## DATA RECORDS
— start —

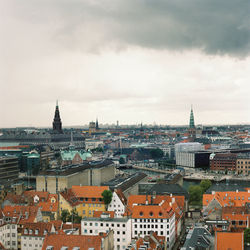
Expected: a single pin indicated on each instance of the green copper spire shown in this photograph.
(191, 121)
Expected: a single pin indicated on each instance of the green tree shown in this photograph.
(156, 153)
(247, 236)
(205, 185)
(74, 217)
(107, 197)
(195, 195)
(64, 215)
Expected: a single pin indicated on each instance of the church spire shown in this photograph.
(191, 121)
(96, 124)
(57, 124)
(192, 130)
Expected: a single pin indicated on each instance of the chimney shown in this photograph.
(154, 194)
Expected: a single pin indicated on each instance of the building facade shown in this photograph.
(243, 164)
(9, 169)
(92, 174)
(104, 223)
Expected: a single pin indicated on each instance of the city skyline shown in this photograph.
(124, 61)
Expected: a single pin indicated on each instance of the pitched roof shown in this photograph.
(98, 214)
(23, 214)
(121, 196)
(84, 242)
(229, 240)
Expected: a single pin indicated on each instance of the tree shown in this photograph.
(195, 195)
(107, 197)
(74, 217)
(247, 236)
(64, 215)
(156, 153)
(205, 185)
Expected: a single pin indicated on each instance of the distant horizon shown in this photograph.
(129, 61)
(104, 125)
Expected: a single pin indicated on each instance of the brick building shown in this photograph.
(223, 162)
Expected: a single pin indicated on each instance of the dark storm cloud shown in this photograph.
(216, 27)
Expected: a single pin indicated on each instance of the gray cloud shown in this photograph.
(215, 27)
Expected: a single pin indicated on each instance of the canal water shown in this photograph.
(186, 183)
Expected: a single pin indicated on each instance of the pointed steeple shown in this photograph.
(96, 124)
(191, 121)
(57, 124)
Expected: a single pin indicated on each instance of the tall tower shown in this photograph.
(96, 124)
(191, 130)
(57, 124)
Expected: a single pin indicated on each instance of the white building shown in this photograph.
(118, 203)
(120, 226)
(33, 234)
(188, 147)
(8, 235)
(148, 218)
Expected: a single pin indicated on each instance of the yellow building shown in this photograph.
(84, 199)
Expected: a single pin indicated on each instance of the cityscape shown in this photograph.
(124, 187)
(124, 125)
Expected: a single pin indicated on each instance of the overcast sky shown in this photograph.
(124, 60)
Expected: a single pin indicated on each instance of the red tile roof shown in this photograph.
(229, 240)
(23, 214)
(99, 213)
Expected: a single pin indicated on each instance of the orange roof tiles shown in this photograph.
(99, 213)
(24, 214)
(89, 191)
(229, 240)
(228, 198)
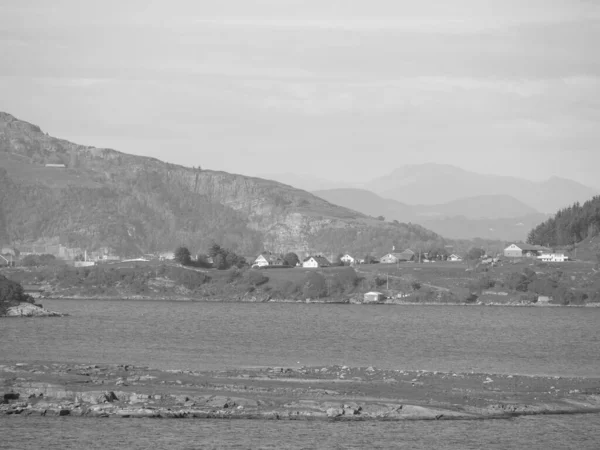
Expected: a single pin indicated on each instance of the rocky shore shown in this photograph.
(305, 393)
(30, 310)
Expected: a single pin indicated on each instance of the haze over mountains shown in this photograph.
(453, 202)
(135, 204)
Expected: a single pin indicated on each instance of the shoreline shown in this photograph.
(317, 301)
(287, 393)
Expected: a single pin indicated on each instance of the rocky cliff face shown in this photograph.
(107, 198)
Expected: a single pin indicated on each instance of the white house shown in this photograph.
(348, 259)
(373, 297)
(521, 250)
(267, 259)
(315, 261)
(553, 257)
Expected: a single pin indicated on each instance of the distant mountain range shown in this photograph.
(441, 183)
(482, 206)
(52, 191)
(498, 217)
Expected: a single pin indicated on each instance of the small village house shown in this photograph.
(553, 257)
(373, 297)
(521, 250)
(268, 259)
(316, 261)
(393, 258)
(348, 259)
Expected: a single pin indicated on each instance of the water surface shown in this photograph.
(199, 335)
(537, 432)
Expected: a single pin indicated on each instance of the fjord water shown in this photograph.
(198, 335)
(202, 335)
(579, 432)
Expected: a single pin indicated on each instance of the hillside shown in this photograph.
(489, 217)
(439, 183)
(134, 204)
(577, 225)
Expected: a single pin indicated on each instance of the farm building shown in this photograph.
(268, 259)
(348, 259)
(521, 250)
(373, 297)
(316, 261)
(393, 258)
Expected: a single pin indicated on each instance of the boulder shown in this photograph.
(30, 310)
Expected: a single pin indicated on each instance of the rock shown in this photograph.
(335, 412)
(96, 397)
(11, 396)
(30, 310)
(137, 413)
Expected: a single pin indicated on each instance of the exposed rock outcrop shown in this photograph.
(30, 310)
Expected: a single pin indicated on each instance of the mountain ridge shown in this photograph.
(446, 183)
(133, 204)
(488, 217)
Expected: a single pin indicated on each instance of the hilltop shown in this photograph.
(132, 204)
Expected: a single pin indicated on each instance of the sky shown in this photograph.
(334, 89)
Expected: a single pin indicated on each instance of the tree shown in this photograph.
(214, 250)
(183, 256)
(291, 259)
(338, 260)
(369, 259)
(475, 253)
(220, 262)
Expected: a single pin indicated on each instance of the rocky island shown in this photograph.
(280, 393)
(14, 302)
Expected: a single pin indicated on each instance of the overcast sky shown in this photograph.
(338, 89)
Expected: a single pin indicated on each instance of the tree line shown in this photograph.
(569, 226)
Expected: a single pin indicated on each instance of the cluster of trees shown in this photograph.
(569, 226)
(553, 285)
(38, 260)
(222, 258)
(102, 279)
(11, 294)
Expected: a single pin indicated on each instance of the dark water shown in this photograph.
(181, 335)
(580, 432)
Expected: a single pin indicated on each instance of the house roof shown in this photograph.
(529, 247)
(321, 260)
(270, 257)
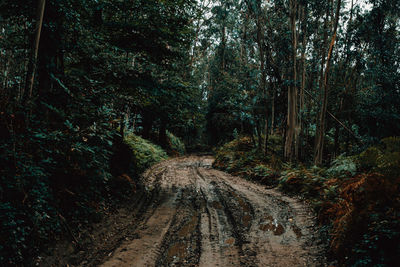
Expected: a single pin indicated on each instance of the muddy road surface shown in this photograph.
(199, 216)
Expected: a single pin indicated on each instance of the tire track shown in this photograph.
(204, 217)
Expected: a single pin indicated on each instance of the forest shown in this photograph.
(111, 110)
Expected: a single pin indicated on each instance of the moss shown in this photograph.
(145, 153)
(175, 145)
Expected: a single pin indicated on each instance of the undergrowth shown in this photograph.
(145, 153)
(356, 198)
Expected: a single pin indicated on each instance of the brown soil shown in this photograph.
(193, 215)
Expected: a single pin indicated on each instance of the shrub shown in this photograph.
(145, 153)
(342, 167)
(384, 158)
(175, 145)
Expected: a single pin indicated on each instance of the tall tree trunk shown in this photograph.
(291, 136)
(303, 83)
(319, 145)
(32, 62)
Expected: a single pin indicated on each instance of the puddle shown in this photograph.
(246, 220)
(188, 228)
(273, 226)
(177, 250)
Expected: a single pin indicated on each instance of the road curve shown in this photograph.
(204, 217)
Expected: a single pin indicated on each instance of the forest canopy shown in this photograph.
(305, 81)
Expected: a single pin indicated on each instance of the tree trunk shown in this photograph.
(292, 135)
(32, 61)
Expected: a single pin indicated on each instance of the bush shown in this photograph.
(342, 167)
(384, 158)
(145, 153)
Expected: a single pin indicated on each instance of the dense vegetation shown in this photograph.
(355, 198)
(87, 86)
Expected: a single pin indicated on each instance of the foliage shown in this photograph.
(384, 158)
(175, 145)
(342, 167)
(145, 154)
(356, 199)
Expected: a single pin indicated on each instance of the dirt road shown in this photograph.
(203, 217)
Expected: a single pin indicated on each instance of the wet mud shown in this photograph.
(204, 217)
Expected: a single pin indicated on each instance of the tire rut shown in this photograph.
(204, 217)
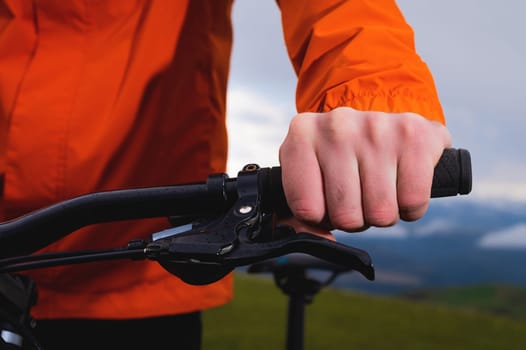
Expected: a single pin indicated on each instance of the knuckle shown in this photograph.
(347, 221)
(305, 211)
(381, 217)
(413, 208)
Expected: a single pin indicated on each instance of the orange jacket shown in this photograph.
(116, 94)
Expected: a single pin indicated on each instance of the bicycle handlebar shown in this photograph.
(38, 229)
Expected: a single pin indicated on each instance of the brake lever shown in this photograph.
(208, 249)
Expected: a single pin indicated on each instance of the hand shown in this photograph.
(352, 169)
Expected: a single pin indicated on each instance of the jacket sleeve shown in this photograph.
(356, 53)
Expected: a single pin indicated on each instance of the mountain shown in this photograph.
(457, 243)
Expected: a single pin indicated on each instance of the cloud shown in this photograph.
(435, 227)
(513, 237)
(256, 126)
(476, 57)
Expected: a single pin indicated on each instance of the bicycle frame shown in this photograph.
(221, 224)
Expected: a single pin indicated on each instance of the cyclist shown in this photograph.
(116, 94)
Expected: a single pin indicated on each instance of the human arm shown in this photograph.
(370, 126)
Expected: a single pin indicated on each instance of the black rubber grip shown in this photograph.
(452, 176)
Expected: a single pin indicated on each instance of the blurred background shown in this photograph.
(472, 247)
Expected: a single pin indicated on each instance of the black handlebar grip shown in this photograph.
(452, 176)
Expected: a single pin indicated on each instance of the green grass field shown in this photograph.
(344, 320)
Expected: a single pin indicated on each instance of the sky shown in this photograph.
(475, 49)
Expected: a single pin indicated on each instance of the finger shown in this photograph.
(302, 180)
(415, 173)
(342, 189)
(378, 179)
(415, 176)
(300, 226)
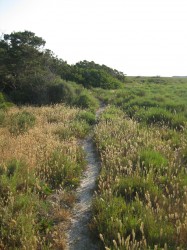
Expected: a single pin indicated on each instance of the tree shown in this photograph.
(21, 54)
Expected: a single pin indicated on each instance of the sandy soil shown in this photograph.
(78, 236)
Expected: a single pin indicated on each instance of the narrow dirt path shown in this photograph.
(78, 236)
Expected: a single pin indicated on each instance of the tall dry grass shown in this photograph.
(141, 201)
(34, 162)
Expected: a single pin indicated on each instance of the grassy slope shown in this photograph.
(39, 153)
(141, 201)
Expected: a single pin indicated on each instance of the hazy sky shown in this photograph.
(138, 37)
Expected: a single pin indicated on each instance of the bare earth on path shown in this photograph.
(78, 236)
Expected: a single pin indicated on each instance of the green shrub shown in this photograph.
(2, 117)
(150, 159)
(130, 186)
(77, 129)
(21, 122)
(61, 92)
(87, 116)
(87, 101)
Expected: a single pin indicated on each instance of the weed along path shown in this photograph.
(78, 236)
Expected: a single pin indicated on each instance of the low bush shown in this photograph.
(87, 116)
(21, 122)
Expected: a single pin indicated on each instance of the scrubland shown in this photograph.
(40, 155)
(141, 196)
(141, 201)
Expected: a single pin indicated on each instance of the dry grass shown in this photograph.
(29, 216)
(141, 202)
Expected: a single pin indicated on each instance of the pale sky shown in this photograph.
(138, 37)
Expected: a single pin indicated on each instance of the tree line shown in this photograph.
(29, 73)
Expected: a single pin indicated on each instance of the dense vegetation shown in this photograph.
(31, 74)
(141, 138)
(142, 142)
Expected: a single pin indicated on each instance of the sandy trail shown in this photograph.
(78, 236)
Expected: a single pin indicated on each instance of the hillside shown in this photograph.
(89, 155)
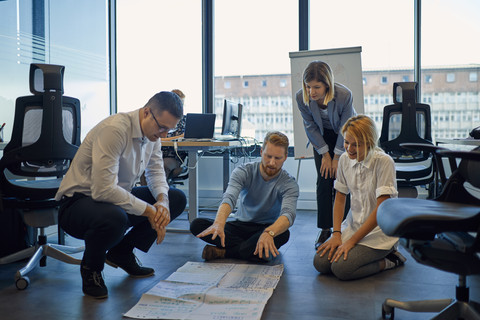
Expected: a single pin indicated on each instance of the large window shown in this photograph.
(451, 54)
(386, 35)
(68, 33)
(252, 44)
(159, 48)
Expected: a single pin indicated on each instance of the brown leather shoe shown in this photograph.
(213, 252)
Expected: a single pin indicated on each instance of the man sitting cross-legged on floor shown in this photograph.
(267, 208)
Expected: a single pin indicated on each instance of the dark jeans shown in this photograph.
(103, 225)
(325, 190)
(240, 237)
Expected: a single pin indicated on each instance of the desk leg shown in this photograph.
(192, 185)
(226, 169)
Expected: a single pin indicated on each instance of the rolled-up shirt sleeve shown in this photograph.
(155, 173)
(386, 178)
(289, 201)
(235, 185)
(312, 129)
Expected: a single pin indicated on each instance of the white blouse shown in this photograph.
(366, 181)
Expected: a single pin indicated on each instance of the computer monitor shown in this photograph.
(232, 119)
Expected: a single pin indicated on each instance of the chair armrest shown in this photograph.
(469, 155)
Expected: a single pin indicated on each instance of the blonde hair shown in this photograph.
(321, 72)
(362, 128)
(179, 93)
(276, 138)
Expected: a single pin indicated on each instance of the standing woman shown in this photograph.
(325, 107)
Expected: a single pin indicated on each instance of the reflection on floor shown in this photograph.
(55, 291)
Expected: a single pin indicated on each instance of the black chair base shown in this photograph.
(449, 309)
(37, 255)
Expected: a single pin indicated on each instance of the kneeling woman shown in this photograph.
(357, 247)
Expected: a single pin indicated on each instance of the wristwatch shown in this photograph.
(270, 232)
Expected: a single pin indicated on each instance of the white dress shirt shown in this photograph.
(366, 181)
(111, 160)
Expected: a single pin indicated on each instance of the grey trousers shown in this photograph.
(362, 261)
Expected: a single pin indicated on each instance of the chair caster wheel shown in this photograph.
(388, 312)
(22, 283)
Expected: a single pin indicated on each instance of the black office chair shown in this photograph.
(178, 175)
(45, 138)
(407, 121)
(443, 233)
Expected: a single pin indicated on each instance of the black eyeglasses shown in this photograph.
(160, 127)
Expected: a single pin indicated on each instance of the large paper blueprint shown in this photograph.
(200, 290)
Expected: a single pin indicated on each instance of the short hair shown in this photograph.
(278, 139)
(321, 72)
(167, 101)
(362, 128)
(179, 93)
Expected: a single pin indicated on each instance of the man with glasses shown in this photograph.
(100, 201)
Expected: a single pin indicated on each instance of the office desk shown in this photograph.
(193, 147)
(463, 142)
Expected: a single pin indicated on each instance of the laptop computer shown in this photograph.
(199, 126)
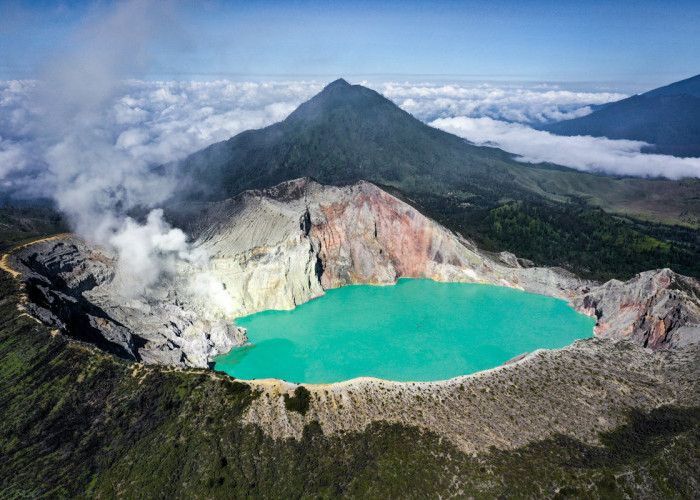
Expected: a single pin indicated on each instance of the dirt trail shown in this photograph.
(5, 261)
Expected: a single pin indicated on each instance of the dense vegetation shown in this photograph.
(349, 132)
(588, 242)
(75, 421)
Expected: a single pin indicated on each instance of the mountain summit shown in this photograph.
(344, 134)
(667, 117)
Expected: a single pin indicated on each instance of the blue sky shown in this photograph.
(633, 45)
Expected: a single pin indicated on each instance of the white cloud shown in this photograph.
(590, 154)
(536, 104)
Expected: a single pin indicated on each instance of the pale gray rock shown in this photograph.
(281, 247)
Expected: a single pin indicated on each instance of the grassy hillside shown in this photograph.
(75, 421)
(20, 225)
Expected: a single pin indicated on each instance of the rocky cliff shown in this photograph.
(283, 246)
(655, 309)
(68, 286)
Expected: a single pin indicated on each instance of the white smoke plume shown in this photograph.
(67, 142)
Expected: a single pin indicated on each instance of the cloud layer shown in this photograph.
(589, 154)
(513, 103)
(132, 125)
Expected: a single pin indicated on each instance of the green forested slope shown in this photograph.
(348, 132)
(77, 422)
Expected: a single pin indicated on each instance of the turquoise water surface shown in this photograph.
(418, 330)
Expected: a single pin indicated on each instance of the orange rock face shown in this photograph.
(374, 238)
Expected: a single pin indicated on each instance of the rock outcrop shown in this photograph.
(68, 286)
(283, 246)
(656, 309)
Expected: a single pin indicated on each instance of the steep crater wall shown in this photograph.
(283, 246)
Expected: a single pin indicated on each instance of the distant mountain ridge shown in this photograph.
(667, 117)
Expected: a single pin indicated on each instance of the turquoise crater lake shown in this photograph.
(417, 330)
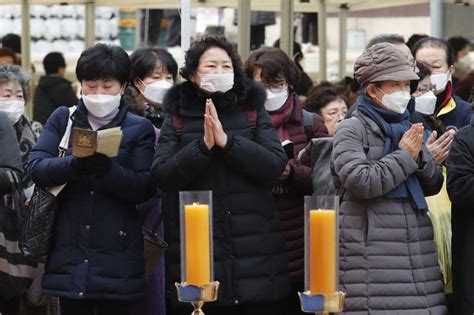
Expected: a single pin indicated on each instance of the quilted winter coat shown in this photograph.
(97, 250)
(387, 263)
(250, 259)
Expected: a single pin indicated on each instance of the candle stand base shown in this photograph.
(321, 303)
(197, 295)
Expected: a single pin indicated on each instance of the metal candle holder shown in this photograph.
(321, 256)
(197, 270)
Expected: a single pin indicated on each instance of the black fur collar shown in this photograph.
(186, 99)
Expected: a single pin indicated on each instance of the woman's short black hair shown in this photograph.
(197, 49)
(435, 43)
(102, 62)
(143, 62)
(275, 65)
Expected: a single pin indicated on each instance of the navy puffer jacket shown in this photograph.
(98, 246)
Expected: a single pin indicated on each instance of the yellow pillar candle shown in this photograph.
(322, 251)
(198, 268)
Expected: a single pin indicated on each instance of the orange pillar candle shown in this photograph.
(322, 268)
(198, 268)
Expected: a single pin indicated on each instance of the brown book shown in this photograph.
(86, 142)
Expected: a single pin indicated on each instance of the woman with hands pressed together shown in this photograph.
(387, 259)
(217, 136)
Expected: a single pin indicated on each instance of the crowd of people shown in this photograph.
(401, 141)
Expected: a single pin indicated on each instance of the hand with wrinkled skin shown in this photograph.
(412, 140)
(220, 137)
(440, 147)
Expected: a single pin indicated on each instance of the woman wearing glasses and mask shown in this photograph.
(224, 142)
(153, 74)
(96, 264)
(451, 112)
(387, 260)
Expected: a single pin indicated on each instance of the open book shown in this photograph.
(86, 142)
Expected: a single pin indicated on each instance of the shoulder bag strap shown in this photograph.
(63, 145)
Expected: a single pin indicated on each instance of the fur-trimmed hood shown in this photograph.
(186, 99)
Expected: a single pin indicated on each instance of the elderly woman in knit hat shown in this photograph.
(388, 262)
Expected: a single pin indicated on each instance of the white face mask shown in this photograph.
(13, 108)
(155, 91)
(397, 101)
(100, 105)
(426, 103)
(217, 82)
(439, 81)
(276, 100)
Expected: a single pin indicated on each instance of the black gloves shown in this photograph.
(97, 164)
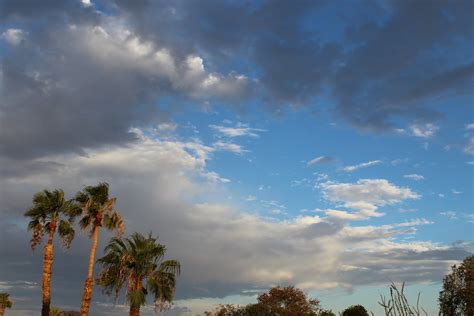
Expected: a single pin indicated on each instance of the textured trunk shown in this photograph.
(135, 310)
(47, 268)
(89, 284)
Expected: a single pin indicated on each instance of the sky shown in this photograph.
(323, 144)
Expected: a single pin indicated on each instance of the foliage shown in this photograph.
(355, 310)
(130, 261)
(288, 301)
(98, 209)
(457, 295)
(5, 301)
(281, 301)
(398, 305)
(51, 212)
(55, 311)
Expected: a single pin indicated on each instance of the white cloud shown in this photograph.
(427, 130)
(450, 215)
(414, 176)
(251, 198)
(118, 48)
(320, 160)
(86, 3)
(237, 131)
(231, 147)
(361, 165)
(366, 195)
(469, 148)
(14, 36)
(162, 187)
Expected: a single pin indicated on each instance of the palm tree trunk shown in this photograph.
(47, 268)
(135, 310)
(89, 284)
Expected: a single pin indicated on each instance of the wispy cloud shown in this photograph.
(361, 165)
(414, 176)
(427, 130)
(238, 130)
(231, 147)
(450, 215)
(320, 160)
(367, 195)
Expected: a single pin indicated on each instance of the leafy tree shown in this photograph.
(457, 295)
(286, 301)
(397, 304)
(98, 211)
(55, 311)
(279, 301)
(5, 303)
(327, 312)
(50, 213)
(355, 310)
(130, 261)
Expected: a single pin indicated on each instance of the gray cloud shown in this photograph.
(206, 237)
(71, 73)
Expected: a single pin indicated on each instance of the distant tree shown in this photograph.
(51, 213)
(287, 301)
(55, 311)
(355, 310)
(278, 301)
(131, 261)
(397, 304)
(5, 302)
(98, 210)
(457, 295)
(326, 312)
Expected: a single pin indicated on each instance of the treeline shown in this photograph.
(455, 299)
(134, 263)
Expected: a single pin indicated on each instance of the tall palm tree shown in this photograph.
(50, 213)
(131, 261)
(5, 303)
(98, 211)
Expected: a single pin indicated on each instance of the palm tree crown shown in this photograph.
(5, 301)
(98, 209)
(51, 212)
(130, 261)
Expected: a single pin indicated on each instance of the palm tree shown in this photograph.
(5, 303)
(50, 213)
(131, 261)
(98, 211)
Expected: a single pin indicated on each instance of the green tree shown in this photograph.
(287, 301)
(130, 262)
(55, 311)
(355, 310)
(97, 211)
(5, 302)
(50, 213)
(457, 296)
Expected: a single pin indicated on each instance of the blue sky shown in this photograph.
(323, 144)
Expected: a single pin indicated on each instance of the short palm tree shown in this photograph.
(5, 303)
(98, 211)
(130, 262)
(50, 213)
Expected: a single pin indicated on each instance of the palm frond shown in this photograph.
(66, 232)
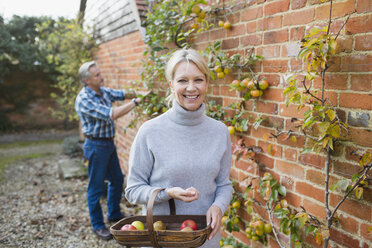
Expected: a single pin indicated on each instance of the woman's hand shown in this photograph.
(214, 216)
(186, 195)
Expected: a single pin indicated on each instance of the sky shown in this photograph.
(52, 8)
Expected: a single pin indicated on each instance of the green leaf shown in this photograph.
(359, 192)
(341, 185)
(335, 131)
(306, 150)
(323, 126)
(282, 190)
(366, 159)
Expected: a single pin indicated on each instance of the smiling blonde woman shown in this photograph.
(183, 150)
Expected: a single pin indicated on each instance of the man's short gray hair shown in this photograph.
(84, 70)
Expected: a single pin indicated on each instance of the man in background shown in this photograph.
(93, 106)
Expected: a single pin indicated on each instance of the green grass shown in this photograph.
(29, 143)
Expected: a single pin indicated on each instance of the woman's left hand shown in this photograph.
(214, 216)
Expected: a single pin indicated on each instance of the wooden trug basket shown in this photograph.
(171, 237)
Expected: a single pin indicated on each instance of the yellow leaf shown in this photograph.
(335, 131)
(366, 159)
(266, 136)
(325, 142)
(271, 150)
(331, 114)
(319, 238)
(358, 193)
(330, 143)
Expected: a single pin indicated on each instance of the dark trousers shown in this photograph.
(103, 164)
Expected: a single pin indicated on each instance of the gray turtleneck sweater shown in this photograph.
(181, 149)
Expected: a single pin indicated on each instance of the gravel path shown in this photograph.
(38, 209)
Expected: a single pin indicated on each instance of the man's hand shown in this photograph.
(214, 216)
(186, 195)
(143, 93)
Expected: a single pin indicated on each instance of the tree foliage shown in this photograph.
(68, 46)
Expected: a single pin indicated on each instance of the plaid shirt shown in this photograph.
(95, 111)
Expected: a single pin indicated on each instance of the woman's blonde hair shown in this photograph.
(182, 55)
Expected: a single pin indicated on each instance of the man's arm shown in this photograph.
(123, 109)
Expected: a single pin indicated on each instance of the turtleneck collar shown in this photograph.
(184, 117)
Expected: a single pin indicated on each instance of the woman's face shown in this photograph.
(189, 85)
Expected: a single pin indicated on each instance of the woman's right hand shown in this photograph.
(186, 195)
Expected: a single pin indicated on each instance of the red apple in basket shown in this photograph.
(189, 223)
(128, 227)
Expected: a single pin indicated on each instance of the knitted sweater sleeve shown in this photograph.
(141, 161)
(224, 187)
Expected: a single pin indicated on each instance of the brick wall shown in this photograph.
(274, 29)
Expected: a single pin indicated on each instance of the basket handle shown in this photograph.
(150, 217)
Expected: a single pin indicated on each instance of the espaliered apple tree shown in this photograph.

— end —

Beginning with the line that contains "tree foliage shown in this photograph.", repeat every line through the end of the records and nothing more.

## WRITTEN REPLY
Expected: a single pin indicated on each instance of the tree foliage shown in this photograph.
(68, 46)
Expected: a single pin indicated on each instance of the plaid shirt shown in this photograph.
(95, 111)
Expected: a single pin indicated on each instance of the woman's blonde hair shown in this photograph.
(182, 55)
Expected: a single pin indicated on each instance of the man's arm shown in this photograph.
(123, 109)
Expected: a single pin indicated on each instance of the turtleneck collar shown in this photograph.
(184, 117)
Expected: a single pin indicated on each instance of the woman's face shown in this photograph.
(189, 85)
Expected: a single pin indicated on each instance of the woman's right hand shown in this photograph.
(186, 195)
Expected: a single pin indicated on each instance of the red apple in basket shown in this photograph.
(189, 223)
(128, 227)
Expected: a single pin indicated on each instance of the knitted sweater sleeve shown in this photograph.
(141, 161)
(224, 187)
Expected: a single pin indicated on each instance of the brick wall shown in this photograph.
(274, 29)
Expected: a single pin indicated on each instance of the basket handle shown in this photograph.
(150, 217)
Expected: a single pin indicated on each instance of the espaliered apple tree shown in this photograph.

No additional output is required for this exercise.